* Work task *
Filter the entries for lines with the word "trunk".

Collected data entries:
------------------------------------

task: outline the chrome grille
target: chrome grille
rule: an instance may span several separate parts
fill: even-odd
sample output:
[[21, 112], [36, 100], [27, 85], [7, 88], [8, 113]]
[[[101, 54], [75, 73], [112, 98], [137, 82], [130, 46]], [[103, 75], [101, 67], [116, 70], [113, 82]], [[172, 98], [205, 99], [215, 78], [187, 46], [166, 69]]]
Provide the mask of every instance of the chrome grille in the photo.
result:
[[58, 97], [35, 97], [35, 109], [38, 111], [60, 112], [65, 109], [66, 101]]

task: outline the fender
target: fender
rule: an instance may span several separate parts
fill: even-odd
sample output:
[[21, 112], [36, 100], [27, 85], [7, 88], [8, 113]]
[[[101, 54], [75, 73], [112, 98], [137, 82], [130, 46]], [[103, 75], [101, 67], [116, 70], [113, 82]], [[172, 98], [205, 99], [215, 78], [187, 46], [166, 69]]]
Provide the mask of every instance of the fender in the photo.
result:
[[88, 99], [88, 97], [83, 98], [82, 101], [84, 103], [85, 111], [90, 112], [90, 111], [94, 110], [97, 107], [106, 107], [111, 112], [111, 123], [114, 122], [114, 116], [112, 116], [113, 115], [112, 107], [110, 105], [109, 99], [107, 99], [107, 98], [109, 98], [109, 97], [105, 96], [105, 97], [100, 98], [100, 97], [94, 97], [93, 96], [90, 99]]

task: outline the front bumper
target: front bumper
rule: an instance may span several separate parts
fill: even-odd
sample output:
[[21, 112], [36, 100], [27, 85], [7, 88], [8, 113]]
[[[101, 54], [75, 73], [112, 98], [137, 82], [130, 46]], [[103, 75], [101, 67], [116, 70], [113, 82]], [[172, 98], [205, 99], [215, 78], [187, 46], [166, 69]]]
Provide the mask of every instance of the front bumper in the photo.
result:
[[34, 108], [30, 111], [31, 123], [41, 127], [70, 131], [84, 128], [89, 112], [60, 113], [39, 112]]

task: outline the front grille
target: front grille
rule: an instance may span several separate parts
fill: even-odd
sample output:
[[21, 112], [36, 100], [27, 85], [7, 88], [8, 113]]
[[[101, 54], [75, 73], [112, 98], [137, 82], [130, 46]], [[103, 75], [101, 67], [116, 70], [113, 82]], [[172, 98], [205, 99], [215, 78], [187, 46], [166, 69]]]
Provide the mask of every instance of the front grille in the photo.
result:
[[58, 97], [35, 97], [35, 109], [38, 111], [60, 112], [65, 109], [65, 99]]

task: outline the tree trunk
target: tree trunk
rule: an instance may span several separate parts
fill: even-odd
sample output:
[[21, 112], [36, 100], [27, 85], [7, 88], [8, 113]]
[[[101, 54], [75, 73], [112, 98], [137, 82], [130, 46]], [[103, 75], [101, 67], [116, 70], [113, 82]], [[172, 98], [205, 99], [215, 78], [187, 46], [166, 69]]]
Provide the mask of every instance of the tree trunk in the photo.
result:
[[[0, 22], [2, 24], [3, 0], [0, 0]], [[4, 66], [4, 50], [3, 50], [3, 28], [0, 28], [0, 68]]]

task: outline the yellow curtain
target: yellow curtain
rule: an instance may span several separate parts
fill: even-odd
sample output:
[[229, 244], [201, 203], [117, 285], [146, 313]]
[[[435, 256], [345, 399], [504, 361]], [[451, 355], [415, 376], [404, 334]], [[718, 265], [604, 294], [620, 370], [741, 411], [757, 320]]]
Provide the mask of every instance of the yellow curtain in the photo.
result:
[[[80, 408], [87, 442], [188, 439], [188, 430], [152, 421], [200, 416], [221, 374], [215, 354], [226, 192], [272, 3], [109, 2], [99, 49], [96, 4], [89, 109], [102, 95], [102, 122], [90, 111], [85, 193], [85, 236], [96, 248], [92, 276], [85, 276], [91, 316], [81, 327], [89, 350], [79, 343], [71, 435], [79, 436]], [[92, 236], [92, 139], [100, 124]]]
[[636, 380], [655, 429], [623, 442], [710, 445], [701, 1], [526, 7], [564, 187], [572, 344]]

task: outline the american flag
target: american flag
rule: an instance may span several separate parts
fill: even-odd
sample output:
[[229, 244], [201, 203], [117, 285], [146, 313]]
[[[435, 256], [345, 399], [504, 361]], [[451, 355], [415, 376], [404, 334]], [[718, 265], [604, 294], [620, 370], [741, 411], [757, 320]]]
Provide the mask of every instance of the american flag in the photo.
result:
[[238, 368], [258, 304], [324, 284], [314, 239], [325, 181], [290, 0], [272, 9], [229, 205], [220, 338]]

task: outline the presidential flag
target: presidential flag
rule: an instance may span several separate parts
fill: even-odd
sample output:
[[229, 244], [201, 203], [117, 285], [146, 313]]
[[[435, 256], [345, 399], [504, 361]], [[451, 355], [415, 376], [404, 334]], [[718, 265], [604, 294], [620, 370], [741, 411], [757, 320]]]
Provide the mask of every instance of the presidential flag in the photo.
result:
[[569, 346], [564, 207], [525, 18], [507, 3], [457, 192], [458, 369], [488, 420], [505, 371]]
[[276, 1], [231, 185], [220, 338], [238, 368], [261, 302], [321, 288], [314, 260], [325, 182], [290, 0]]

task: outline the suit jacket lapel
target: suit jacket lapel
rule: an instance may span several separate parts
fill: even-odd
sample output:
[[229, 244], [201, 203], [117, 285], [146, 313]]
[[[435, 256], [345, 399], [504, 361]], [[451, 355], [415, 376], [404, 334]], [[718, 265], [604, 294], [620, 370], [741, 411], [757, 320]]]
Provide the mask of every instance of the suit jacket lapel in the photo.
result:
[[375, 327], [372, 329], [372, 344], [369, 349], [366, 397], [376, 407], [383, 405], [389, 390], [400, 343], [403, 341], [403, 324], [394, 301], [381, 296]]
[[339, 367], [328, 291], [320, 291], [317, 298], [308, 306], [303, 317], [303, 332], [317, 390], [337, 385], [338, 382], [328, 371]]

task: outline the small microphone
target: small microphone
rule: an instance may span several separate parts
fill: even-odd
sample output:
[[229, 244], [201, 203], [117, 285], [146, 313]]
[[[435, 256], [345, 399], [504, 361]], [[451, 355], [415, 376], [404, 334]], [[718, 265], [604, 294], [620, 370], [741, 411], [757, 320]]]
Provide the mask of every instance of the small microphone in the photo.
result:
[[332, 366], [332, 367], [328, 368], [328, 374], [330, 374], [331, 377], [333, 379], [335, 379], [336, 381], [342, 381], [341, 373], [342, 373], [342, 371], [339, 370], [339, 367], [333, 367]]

------------------------------------

* Solution to the exercise *
task: outline the tree trunk
target: tree trunk
Provide the mask of every instance of the tree trunk in the photo.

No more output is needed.